THE EXERCISE:
From the line that includes "Where can the gray" to the last line of the records, inclusive, repeat each line exactly.

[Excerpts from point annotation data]

********************

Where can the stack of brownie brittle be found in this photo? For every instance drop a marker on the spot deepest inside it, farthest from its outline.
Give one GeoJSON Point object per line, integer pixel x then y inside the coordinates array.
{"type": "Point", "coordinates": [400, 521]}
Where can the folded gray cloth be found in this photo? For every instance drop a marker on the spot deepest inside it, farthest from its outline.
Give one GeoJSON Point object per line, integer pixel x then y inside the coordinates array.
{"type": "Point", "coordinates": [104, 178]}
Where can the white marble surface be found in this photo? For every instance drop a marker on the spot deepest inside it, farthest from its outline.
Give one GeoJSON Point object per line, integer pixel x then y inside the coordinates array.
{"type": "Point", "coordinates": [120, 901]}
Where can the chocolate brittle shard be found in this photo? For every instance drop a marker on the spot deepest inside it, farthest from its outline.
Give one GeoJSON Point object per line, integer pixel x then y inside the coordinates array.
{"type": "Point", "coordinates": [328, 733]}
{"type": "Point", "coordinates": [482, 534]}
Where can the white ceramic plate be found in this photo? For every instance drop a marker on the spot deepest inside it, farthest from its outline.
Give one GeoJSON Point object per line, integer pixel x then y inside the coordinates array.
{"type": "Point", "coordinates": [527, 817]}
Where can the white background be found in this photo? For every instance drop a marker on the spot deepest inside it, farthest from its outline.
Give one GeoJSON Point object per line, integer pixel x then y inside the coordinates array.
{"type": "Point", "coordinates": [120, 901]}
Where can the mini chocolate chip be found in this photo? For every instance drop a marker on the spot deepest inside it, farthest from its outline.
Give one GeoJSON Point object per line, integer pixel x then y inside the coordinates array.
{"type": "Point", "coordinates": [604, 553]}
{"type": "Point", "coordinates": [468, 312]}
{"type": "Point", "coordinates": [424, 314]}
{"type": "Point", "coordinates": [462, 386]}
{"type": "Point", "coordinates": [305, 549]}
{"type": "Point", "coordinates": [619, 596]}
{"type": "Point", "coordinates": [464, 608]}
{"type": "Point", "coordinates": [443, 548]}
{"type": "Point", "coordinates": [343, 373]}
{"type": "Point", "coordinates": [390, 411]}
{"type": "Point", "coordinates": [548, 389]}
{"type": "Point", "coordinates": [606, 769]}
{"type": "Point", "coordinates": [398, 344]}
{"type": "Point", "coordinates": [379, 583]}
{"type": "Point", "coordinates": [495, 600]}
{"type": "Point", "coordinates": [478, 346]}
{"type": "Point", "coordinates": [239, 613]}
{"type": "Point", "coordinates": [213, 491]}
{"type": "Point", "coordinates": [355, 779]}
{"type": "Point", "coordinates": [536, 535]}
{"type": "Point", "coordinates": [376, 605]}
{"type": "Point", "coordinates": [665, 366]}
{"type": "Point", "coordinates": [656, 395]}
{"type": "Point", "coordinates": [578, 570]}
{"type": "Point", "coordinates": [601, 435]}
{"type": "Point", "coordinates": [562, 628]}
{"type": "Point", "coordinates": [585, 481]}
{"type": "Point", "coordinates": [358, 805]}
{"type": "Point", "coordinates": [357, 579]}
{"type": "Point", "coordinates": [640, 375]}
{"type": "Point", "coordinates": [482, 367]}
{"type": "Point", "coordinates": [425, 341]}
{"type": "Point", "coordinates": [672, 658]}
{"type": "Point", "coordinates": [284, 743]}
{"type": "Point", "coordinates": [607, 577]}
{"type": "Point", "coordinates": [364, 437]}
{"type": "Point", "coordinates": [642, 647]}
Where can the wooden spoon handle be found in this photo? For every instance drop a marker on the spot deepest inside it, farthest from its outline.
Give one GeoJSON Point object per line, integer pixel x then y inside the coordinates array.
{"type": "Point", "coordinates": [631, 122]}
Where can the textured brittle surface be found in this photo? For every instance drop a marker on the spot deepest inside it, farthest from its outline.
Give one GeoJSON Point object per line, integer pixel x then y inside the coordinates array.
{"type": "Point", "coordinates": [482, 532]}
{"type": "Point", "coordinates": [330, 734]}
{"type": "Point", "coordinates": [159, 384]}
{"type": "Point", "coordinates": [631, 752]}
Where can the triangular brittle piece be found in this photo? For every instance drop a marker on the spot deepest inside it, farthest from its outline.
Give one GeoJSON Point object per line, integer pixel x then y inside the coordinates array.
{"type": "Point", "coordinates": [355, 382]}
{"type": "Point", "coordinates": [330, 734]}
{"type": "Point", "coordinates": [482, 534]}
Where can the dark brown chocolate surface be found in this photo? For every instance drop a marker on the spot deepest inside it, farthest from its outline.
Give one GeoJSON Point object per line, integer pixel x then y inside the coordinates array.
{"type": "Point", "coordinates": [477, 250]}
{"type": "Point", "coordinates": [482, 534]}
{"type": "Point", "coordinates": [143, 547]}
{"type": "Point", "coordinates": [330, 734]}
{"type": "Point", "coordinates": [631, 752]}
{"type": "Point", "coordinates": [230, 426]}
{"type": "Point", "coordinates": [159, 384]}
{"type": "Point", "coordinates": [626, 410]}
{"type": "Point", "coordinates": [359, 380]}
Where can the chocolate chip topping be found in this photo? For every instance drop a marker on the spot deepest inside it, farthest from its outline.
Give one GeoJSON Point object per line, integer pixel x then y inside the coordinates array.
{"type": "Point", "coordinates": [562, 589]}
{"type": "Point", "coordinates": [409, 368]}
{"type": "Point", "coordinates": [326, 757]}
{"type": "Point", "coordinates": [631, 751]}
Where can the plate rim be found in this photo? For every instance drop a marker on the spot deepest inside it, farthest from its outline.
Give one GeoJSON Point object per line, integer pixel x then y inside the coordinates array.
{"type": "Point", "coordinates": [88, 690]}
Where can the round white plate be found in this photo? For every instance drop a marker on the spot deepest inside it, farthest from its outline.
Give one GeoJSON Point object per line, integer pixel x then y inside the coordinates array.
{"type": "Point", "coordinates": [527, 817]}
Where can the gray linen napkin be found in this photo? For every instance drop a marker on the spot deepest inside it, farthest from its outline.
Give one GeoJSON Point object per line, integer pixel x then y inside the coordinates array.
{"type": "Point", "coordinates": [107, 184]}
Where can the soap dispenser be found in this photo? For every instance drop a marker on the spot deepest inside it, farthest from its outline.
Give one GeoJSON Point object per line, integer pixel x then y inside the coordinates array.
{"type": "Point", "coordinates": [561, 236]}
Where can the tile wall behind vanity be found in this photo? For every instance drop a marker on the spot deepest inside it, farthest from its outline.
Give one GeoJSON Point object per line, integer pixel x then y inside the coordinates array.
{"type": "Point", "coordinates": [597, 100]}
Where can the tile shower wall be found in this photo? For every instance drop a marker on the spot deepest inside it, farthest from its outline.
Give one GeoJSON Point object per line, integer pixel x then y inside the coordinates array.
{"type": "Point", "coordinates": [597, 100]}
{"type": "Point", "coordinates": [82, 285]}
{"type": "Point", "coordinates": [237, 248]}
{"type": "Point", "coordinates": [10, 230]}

********************

THE ANSWER:
Where can the gray linen napkin be found in this photo? For every instance drop a marker on the spot deepest inside it, farthest from its outline.
Give one GeoJSON Point object per line, integer pixel x then y inside the coordinates array.
{"type": "Point", "coordinates": [107, 184]}
Where can the soap dispenser be found in this photo? For every instance drop a marker on the spot deepest inside it, farthest from its outline.
Give one GeoJSON Point object per line, integer pixel x then y inside the coordinates array.
{"type": "Point", "coordinates": [561, 236]}
Where can the tile wall behind vanity be found in this photo? For every instance drop a marker on the spot deepest inside it, farthest from its outline.
Give one GeoJSON Point object per line, integer pixel x then y inside the coordinates array.
{"type": "Point", "coordinates": [597, 100]}
Where can the tile shower wall be found in this photo? For every instance drop a marker on the spot deepest inside it, farthest from its outline.
Give one GeoJSON Point object per line, integer pixel x then y inside the coordinates array.
{"type": "Point", "coordinates": [597, 100]}
{"type": "Point", "coordinates": [82, 285]}
{"type": "Point", "coordinates": [237, 248]}
{"type": "Point", "coordinates": [10, 230]}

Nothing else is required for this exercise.